[Set problem]: Please write out again the part of the items below that starts at the line containing "Return one point for each instance of the man's blue" and runs through the end of the items, with each line included. Offset every coordinate in the answers by adding 50 to it.

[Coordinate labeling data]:
## Start

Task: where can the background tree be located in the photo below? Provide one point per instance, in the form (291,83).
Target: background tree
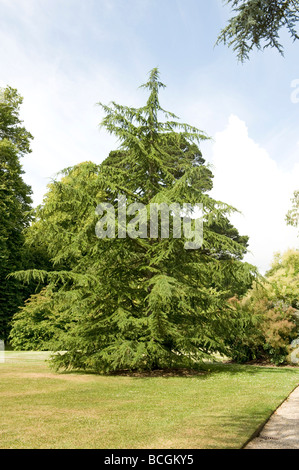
(267,317)
(137,303)
(258,23)
(15,207)
(292,217)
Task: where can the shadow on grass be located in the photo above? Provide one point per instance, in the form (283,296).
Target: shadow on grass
(202,371)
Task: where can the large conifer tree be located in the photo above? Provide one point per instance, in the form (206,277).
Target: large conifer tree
(15,204)
(136,303)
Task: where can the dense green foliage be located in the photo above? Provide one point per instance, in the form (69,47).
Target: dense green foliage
(15,205)
(258,23)
(136,303)
(267,318)
(292,217)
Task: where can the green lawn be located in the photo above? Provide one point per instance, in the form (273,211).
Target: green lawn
(217,409)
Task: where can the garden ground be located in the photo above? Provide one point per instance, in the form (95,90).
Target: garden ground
(218,408)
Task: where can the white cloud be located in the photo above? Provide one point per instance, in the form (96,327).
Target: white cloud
(247,178)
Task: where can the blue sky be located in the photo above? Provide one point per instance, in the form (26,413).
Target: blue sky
(64,56)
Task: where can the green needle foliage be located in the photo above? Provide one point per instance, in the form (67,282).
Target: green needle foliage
(135,303)
(258,23)
(292,217)
(15,204)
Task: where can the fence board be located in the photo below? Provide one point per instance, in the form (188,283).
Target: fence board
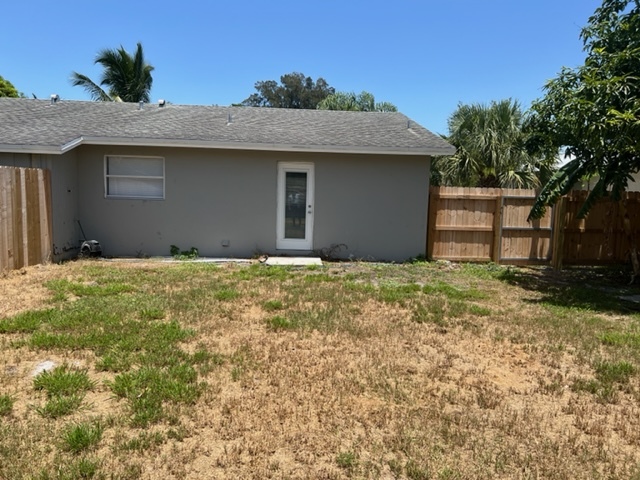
(25,217)
(487,224)
(600,237)
(476,224)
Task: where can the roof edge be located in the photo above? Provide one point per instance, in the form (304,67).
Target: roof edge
(155,142)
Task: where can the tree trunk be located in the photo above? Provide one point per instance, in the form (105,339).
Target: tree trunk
(631,239)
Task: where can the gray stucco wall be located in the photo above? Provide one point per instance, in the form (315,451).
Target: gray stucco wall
(64,198)
(376,205)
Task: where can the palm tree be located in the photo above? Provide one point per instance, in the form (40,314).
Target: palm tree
(491,149)
(127,78)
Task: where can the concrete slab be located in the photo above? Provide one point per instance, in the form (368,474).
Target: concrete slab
(295,261)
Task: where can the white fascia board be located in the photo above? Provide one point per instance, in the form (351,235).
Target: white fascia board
(36,149)
(153,142)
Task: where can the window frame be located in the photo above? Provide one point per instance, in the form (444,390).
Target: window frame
(108,176)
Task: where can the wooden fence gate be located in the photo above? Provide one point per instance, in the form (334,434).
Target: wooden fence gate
(25,217)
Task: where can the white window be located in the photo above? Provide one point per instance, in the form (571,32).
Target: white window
(134,177)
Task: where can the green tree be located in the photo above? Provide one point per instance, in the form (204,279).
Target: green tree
(294,91)
(127,77)
(594,110)
(8,90)
(362,102)
(492,149)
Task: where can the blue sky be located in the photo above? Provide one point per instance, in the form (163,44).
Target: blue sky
(424,56)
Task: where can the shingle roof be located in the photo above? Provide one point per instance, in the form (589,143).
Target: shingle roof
(42,126)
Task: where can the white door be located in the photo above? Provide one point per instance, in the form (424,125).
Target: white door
(295,206)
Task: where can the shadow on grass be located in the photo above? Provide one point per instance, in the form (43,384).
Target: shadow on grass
(597,288)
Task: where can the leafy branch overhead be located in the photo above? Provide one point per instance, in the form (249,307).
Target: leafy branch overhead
(594,110)
(294,91)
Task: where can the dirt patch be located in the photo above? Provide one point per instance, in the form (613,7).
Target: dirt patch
(379,395)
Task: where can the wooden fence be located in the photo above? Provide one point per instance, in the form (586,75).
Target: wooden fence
(25,217)
(483,224)
(599,238)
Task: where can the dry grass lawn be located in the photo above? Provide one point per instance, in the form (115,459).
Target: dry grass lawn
(351,370)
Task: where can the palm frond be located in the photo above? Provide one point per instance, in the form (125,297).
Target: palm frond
(95,91)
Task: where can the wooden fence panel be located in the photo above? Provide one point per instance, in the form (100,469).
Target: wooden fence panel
(600,237)
(461,223)
(477,224)
(487,224)
(25,217)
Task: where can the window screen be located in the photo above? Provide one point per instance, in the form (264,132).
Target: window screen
(134,177)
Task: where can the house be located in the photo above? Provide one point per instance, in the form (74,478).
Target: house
(230,181)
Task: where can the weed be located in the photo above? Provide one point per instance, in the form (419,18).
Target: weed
(347,460)
(63,381)
(416,471)
(620,338)
(142,442)
(6,405)
(479,311)
(26,322)
(147,388)
(82,436)
(281,323)
(57,407)
(618,372)
(179,254)
(273,305)
(226,294)
(152,314)
(398,293)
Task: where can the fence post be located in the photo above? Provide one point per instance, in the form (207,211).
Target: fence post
(497,230)
(557,248)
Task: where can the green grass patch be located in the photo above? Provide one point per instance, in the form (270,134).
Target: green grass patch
(57,407)
(281,323)
(147,389)
(26,322)
(6,405)
(62,287)
(273,305)
(81,437)
(226,294)
(616,372)
(620,338)
(398,293)
(142,442)
(63,381)
(452,292)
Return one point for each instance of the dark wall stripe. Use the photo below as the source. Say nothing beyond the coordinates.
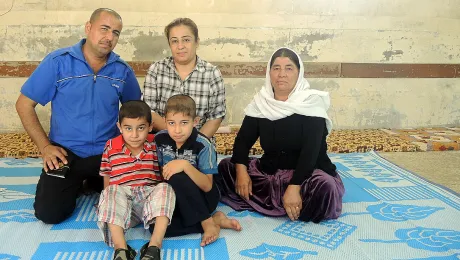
(312, 69)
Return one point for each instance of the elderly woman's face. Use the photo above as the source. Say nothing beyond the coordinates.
(283, 75)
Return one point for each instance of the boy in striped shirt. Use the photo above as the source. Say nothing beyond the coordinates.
(134, 190)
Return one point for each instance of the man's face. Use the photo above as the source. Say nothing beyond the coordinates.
(102, 34)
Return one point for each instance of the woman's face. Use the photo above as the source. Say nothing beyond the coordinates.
(183, 44)
(283, 76)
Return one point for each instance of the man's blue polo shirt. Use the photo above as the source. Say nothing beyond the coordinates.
(84, 105)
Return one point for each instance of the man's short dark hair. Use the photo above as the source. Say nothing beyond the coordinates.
(181, 104)
(95, 15)
(135, 109)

## End

[Task solution]:
Return one point for each instance of the man's blue polo shirt. Use the photo above as the source. Say nothing beyond the coordinates.
(134, 155)
Return one point for each instance of the man's short dark hair. Use the photo above as the source. Say nothing beyond the coordinates.
(231, 154)
(145, 65)
(185, 159)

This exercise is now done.